▶ Description of the task
Change every "photo" in the items below to "image" and repeat them with everything else unchanged. Leave the pictures out of your answer.

▶ Record list
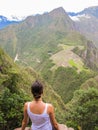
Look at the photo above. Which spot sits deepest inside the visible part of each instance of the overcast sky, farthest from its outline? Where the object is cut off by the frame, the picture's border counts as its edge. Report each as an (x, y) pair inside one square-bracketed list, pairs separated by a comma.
[(31, 7)]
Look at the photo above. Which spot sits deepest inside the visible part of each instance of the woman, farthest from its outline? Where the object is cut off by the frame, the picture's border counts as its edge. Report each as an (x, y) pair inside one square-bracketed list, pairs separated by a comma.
[(41, 114)]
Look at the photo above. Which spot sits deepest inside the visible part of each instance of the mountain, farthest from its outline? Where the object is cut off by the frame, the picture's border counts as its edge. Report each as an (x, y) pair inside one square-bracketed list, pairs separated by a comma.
[(4, 21), (15, 85), (49, 47), (87, 22)]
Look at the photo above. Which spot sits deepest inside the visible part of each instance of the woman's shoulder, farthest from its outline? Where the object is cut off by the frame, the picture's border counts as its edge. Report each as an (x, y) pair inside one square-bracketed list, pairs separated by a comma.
[(26, 104), (50, 107)]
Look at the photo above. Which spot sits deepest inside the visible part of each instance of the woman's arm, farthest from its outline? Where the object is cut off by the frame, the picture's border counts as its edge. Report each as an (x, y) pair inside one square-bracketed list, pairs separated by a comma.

▶ Task solution
Look at the image above. Which spot sits deepest inside the visible part of each instance of the overcast sky, farthest from its outline? Where the object is cut off by the frame, the picture's border counts as its edge. Report each as an (x, y) pair inside one square-bracketed list, pairs separated by a comma.
[(31, 7)]
Look at the image above. Which spot sits deepest inside the visible part of each instance of the woman, farthest from its outline? Where the object is cut off by the frame, the picture's border counts as its edge. Report each as an (x, y) pair inside one square-bracketed list, pairs separated by a comma.
[(41, 114)]
Look at the image above. Which spot sits deepest inside the visible part of each instance of the mountain, farthest from its outline? Where the object is cut off by the frame, the picture's border counts as its edge. Report each as an (x, y) pair inside one square-bracketed list, pairs separated by a comma.
[(4, 21), (15, 85), (49, 47), (87, 22)]
Look at the image above. Which spot sits deepest inside the visible part of each instance of the woman's shoulder, farthest from its outline? Where the object is cut off by the frame, the picture's border counts as its edge. Report each as an (x, y) pair inside one square-bracketed list, pairs separated by a comma.
[(26, 104), (50, 107)]
Look at the image above. Which spot sits deepest inside the visible part of each instance of the woman's arm, farthest from its outline? Where the object is cut off by the frame, the picture's border counts as its edge. Report each as an (x, y) pair inside one square-bracketed list, pairs separated by a comma.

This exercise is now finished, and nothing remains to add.